**GESTELLTE AUFGABE A**
Beantworte anhand des Textauszugs über Joseph McCarthy die folgenden Fragen:
(i) Wer führte bei dem Film Regie?
(ii) An welchem Datum war der Kinostart?
(iii) Wer verließ wegen des vergifteten gesellschaftspolitischen Klimas die USA?
**GESTELLTE AUFGABE B**
Extrahiere aus der Liste alle Zeilen zwischen der Zeile mit „Query: <item>green plant stem</item>“ und der Zeile mit „M 208 85 L 234“, beide eingeschlossen. Gib sie Zeichen für Zeichen unverändert wieder.
:: TEXTAUSZUG ::
Deutschland 2011
Regie: Lutz Hachmeister
Kinostart: 12. Januar 2012
Der Name Joseph McCarthy ist gleichbedeutend mit der „Hexenjagd“ auf Linke in den USA Anfang der 1950er Jahre. Als angebliche oder tatsächliche Kommunisten mit Berufsverbot und schlimmstenfalls Vertreibung rechnen mussten. Das vergifte gesellschaftspolitische Klima machte nicht einmal vor Charles Chaplin halt. Er verließ die USA. Der renommierte deutsche Medienkritiker und Filmemacher Lutz Hachmeister („Das Goebbels Experiment“) hat sich auf Spurensuche nach dem „wirklichen“ Joseph McCarthy gemacht. Sein neuer Film „The real American – Joe McCarthy“ kann mit einigen Überraschungen aufwarten.
:::
:: DATENSATZEINTRÄGE ::
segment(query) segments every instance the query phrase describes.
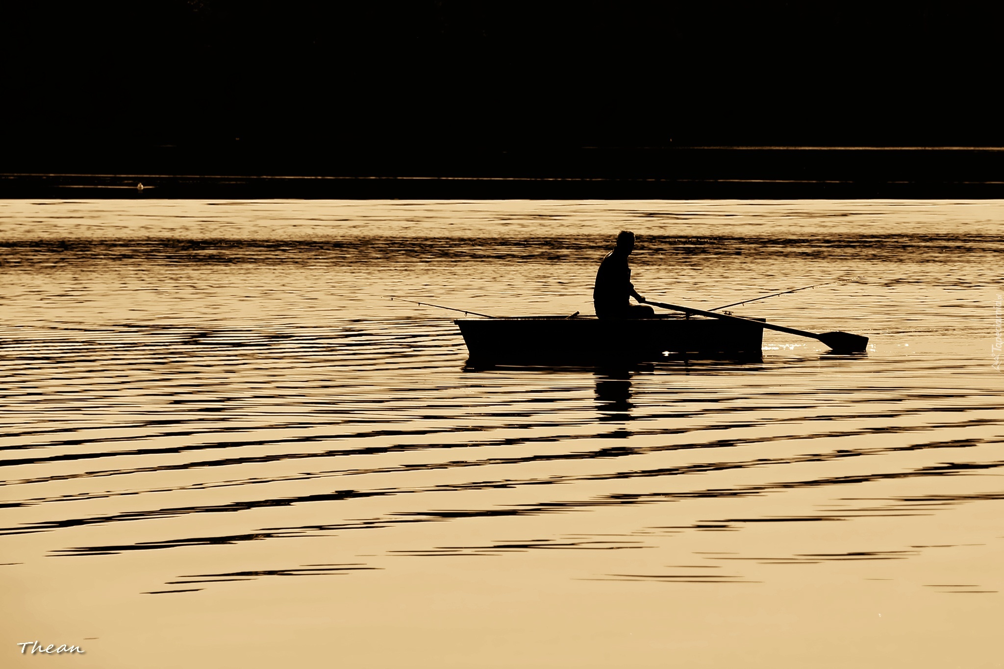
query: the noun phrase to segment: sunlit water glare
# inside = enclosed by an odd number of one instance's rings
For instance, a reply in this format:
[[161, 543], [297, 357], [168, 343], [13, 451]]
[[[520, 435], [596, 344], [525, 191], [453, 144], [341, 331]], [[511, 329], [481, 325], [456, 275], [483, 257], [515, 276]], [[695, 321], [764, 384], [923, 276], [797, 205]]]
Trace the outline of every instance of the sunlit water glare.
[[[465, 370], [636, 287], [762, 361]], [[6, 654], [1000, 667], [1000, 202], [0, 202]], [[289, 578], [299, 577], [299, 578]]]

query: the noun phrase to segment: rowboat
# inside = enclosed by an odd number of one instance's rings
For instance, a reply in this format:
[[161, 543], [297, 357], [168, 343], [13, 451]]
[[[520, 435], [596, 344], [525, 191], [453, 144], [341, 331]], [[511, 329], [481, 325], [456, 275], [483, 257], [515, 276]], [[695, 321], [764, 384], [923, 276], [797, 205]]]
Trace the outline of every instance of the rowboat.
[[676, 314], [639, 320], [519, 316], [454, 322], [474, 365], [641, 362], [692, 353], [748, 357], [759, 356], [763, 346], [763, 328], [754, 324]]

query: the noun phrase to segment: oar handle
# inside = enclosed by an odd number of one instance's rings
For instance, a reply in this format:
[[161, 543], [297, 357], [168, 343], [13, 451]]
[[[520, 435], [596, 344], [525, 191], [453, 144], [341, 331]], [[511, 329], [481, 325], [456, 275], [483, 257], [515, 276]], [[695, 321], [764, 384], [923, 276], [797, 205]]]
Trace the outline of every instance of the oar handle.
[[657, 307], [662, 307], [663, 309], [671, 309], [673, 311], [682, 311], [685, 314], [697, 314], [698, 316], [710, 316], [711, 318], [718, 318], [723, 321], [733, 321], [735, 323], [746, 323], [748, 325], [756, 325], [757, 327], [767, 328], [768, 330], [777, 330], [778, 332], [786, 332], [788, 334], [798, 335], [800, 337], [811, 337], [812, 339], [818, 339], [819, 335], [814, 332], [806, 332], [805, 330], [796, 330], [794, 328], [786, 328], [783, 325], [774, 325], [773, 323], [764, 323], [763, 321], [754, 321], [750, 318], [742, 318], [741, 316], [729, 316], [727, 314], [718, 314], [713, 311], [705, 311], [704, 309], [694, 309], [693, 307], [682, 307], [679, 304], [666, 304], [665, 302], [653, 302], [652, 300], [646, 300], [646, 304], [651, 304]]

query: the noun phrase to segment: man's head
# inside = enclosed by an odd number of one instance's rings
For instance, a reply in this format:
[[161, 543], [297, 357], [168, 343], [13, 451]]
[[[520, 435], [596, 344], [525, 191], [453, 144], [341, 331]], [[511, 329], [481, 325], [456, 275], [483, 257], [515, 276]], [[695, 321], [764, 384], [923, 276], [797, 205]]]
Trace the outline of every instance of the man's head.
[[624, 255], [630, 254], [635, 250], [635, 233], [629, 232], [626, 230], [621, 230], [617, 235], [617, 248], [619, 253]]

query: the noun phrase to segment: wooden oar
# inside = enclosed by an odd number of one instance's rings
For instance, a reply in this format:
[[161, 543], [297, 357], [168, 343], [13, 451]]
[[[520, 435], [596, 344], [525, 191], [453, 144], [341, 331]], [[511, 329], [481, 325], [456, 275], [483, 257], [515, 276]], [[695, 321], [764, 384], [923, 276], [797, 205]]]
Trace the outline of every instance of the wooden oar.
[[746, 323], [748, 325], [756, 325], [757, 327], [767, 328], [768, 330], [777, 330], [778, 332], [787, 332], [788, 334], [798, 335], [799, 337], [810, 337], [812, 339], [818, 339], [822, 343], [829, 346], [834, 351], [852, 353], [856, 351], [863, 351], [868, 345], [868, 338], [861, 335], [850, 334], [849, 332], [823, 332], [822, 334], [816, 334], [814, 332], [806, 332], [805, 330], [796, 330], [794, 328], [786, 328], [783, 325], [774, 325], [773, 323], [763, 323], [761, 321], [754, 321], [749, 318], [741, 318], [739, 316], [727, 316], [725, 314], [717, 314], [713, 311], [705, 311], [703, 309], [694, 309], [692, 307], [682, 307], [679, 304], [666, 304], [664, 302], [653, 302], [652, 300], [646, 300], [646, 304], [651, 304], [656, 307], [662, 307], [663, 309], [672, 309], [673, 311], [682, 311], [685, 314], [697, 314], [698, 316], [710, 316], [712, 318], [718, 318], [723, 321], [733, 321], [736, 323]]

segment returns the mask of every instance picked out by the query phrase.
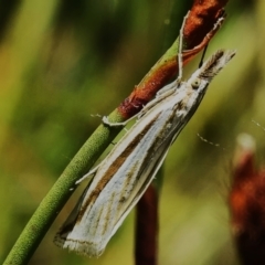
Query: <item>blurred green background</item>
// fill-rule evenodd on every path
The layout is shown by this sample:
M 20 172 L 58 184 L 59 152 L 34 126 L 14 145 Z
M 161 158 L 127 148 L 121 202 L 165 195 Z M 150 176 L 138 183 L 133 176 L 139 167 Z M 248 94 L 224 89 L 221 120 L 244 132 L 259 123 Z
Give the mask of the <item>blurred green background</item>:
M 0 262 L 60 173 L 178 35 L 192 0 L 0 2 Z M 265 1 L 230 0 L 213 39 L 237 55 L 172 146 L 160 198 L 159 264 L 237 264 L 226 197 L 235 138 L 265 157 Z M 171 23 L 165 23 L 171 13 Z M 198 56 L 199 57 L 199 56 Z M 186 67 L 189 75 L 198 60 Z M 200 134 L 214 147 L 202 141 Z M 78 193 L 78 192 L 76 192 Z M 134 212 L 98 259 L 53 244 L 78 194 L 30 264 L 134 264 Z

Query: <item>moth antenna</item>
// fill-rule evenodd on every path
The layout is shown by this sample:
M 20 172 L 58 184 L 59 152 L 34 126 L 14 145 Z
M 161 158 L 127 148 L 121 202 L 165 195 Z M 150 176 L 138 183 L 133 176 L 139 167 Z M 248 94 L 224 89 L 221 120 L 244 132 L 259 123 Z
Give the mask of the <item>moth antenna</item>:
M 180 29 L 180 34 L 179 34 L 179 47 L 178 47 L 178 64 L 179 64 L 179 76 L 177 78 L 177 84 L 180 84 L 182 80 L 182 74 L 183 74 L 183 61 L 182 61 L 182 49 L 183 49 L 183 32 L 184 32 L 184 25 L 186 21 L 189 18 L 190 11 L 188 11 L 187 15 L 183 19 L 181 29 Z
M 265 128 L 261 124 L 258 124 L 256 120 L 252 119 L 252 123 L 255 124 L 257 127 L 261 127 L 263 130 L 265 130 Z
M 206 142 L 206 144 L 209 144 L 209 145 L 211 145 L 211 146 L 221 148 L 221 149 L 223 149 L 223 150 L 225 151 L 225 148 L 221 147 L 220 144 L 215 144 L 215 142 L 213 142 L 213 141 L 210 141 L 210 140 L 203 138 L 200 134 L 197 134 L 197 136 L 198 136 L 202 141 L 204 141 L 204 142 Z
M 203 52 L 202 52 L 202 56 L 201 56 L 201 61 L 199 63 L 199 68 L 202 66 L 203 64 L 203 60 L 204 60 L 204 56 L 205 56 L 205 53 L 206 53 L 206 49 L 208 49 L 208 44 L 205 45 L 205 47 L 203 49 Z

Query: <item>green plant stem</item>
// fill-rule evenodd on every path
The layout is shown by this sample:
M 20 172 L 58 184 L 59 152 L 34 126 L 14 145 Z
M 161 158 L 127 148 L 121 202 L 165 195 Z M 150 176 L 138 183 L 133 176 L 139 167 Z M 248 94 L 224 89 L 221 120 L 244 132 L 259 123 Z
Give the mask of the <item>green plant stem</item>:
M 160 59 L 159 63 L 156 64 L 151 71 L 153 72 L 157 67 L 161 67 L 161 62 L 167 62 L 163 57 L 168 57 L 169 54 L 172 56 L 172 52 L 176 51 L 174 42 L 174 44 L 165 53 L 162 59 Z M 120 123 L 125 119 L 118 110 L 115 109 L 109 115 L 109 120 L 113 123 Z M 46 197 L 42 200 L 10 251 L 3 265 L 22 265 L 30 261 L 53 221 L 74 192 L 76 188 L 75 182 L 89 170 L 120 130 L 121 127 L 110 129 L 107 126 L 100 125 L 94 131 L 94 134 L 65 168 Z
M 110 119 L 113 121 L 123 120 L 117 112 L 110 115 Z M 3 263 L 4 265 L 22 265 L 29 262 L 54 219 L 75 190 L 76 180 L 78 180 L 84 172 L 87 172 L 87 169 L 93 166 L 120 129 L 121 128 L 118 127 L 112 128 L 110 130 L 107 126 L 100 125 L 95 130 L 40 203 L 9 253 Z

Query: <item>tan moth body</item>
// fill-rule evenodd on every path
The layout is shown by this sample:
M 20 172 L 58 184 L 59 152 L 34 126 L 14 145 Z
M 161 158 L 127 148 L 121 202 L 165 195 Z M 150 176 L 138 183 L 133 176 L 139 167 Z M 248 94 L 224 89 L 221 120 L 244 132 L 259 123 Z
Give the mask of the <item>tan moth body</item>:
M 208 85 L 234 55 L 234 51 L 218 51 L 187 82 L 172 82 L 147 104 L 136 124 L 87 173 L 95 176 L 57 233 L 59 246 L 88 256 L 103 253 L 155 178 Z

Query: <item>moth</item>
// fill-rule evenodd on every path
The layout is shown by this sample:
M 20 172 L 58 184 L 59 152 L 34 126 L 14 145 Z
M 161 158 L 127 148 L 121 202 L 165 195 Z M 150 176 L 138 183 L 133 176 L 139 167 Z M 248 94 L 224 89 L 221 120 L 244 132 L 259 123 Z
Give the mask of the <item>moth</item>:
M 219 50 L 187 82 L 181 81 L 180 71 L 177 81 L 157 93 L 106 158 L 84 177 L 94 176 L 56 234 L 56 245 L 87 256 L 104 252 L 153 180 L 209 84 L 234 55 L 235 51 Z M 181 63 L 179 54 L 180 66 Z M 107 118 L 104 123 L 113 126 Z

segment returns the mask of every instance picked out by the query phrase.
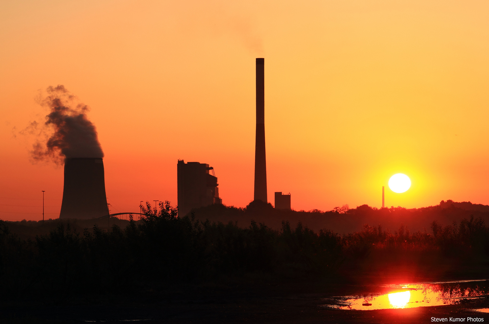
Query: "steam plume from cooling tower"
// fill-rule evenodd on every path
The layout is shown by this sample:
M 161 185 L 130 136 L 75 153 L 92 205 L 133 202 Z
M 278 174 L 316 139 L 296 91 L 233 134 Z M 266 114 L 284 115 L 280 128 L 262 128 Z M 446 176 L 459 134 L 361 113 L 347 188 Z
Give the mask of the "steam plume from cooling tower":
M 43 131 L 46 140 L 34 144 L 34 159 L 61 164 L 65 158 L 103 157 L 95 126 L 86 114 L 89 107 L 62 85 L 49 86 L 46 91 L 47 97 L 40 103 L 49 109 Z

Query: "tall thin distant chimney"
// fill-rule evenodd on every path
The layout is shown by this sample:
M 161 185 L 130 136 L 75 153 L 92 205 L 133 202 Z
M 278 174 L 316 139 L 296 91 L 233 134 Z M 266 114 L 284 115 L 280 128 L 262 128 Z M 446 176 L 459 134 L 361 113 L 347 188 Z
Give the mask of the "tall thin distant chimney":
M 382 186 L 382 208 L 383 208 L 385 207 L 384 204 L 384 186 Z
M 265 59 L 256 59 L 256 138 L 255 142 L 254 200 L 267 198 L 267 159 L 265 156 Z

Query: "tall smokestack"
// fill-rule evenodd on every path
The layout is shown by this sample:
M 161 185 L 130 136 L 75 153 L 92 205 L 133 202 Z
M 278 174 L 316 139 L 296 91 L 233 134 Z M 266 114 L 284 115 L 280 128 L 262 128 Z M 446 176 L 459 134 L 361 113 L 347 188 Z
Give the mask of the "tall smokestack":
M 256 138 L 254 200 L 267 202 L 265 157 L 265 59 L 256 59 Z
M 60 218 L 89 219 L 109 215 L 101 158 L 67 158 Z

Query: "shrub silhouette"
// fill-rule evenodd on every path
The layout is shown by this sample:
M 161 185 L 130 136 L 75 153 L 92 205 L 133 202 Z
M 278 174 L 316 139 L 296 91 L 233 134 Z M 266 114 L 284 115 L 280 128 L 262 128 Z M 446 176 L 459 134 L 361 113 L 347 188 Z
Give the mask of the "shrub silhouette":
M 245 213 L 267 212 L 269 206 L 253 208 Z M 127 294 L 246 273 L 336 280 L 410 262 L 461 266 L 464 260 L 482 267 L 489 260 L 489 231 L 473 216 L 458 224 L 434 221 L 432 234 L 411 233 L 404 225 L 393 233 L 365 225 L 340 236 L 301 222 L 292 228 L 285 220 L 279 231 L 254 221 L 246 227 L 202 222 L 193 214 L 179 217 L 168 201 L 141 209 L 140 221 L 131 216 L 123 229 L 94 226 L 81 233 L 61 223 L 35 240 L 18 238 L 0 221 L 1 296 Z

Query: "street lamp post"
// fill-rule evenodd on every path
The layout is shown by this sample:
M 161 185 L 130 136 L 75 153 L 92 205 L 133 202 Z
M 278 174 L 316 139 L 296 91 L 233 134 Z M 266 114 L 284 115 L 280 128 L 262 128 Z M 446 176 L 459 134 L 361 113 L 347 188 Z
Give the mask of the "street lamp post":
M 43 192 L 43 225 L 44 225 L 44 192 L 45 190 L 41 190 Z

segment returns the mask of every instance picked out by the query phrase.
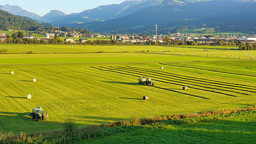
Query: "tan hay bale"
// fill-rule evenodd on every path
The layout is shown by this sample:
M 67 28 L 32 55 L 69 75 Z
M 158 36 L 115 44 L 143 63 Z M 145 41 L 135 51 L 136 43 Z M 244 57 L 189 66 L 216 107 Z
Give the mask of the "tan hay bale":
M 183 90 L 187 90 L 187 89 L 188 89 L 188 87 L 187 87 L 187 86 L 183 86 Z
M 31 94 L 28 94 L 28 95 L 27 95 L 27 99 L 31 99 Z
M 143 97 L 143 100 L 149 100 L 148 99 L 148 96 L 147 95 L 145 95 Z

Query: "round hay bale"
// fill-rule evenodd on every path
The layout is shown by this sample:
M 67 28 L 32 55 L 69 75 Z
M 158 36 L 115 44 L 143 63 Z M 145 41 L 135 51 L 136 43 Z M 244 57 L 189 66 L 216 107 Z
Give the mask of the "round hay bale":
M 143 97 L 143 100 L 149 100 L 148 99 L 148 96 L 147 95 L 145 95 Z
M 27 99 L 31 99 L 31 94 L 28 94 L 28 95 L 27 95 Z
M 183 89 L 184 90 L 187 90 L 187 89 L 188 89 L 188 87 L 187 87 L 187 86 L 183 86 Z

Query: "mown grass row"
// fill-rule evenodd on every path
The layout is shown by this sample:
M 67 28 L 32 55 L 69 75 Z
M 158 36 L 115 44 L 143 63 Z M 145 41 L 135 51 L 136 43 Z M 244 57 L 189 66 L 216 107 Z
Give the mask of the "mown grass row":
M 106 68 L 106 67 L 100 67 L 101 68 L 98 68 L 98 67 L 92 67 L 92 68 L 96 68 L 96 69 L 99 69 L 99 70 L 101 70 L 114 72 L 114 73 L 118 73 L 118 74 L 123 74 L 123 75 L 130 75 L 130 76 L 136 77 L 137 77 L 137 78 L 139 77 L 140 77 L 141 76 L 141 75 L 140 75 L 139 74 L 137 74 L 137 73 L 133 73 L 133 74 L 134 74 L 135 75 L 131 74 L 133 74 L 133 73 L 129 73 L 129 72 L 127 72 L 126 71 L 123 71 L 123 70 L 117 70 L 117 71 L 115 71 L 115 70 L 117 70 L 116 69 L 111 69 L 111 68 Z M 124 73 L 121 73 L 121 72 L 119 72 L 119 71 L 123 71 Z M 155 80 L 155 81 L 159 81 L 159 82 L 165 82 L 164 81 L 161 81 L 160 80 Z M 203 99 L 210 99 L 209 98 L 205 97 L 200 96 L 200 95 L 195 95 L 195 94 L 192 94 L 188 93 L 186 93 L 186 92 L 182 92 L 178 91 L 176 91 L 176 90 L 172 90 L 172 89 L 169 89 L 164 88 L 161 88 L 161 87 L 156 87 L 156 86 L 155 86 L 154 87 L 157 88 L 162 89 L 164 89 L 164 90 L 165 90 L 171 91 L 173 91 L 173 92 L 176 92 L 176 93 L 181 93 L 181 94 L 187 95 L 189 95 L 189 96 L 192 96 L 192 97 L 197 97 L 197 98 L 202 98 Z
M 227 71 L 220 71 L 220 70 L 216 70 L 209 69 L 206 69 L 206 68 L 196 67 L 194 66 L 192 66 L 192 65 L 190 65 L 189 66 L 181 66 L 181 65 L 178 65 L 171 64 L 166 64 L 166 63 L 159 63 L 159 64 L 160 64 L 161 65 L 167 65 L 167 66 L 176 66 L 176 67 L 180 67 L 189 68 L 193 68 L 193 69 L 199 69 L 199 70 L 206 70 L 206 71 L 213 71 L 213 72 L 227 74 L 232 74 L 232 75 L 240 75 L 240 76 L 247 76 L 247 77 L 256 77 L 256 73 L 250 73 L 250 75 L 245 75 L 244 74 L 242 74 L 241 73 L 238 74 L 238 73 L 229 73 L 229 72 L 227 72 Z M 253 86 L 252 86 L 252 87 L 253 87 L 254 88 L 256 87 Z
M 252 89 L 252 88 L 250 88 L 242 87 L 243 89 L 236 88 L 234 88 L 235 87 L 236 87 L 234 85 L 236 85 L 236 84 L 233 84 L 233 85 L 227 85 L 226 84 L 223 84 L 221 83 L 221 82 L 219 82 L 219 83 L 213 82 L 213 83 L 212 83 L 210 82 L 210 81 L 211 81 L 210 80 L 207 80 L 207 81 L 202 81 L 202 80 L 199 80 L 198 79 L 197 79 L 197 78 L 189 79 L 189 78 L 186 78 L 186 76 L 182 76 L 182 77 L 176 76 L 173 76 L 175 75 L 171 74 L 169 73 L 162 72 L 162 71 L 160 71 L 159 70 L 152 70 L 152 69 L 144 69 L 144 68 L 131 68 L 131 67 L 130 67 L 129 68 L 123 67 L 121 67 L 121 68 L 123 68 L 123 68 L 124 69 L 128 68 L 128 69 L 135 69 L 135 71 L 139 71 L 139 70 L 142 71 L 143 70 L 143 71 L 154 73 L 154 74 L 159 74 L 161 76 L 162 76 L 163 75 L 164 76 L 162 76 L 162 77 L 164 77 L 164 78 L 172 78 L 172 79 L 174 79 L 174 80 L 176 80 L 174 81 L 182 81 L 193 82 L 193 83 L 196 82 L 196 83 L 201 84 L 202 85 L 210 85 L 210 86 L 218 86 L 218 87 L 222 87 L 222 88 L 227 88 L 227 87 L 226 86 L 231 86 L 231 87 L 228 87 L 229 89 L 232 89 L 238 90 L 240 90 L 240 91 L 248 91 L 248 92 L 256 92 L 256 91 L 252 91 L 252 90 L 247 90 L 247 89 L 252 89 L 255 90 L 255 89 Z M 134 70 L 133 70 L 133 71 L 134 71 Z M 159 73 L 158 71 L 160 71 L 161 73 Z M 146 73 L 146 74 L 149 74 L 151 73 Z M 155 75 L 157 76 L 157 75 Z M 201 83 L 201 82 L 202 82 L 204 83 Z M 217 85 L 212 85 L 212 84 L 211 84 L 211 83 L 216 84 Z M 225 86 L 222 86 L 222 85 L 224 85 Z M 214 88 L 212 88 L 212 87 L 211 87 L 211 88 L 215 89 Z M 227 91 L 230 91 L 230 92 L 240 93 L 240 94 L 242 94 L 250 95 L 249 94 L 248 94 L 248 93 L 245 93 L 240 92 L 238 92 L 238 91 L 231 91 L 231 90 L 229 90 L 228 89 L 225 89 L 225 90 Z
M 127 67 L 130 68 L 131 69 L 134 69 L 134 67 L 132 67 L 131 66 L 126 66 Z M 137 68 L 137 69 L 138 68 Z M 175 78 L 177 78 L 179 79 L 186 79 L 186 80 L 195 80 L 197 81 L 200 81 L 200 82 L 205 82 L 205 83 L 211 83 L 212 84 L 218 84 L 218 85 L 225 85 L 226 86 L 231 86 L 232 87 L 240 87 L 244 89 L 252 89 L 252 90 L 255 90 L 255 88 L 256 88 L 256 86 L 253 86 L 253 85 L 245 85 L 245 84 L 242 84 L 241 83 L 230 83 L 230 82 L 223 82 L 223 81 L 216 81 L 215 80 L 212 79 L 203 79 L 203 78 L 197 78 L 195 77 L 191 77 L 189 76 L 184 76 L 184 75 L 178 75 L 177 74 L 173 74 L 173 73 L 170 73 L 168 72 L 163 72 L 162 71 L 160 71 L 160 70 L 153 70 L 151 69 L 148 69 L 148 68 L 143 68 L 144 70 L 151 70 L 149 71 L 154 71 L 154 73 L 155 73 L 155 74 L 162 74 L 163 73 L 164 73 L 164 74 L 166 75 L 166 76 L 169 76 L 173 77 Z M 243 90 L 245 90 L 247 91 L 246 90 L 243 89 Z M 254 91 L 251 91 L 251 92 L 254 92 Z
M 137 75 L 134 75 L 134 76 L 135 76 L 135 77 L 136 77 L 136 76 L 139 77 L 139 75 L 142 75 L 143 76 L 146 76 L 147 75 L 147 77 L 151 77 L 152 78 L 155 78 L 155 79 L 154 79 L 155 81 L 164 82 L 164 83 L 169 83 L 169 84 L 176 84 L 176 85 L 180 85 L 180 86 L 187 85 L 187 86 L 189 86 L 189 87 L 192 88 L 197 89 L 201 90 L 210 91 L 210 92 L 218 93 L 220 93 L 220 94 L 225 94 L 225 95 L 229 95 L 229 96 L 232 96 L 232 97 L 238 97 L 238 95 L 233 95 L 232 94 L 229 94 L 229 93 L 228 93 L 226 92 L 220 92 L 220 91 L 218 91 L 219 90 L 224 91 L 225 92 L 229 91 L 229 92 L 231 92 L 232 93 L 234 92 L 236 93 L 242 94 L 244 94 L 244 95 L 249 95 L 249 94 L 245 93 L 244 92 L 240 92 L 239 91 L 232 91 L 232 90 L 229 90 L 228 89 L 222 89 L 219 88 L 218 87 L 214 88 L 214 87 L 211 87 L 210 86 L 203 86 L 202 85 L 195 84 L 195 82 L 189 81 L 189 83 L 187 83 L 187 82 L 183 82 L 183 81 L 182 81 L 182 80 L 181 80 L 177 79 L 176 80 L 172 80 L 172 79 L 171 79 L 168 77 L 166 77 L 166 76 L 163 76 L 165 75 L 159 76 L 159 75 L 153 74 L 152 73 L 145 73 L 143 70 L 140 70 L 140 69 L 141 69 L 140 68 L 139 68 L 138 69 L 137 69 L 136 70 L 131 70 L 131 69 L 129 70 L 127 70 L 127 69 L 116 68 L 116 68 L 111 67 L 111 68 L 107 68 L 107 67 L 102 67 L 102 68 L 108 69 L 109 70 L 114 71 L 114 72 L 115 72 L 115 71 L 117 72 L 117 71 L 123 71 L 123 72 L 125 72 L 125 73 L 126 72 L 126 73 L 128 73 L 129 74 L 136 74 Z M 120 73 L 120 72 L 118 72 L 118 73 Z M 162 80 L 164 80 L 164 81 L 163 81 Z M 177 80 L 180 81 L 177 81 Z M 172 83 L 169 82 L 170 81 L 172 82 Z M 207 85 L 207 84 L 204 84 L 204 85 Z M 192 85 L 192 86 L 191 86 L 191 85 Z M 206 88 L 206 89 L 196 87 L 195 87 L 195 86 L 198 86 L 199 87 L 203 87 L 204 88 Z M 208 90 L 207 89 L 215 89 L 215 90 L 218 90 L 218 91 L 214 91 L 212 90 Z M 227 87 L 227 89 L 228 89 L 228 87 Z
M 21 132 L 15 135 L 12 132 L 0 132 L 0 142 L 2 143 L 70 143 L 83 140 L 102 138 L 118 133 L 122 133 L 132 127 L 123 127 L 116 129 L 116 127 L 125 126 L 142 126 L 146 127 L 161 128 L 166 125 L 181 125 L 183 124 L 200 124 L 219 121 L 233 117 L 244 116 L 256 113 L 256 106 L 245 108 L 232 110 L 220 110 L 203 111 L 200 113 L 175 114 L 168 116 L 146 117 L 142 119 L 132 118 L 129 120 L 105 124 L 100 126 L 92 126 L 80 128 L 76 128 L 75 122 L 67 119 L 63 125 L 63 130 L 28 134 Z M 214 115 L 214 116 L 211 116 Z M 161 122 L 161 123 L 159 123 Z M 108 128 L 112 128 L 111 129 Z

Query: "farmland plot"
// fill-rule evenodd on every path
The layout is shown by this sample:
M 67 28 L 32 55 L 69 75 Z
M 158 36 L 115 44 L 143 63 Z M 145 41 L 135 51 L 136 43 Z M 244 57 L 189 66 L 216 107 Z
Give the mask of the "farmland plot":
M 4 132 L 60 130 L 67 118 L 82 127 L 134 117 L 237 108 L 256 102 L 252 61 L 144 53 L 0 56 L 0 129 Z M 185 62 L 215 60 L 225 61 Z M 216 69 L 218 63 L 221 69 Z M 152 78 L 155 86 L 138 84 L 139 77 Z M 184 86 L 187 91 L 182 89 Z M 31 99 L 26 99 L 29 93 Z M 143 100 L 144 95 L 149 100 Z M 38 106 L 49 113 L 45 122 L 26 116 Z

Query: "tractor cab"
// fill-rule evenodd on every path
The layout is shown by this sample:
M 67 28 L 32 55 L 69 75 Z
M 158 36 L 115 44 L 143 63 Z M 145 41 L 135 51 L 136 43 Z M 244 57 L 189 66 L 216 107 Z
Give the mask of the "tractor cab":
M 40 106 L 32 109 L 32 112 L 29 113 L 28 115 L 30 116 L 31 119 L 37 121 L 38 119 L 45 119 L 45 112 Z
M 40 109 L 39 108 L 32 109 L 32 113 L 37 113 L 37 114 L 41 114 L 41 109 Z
:::
**RICHTIGE LÖSUNG A**
(i) Lutz Hachmeister
(ii) Am 12. Januar 2012
(iii) Charles Chaplin

**RICHTIGE LÖSUNG B**
Query: <item>green plant stem</item>
// fill-rule evenodd on every path
The layout is shown by this sample:
M 20 172 L 58 184 L 59 152 L 34 126 L 14 145 Z
M 161 158 L 127 148 L 121 202 L 165 195 Z M 150 176 L 138 183 L 133 176 L 139 167 Z M 248 94 L 224 89 L 221 120 L 244 132 L 259 123 Z
Give the mask of the <item>green plant stem</item>:
M 160 59 L 159 63 L 156 64 L 151 71 L 153 72 L 157 67 L 161 67 L 161 62 L 167 62 L 163 57 L 168 57 L 169 54 L 172 56 L 172 52 L 176 51 L 174 42 L 174 44 L 165 53 L 162 59 Z M 120 123 L 125 119 L 118 110 L 115 109 L 109 115 L 109 120 L 113 123 Z M 46 197 L 42 200 L 10 251 L 3 265 L 22 265 L 30 261 L 53 221 L 74 192 L 76 188 L 75 182 L 89 170 L 120 130 L 121 127 L 110 129 L 107 126 L 100 125 L 94 131 L 94 134 L 65 168 Z
M 110 119 L 113 121 L 123 120 L 117 112 L 110 115 Z M 3 263 L 4 265 L 22 265 L 29 262 L 54 219 L 75 190 L 76 180 L 78 180 L 84 172 L 87 172 L 87 169 L 93 166 L 120 129 L 121 128 L 118 127 L 112 128 L 110 130 L 107 126 L 100 125 L 95 130 L 40 203 L 9 253 Z

Query: <item>tan moth body</item>
// fill-rule evenodd on every path
The layout is shown by this sample:
M 20 172 L 58 184 L 59 152 L 34 126 L 14 145 Z
M 161 158 L 127 148 L 121 202 L 165 195 Z M 150 176 L 138 183 L 133 176 L 139 167 Z M 248 94 L 224 89 L 221 120 L 244 132 L 259 123 Z
Give the mask of the <item>tan moth body</item>:
M 208 85 L 234 55 L 234 51 L 218 51 L 187 82 L 172 82 L 147 104 L 136 124 L 87 173 L 95 176 L 57 233 L 59 246 L 88 256 L 103 253 L 155 178 Z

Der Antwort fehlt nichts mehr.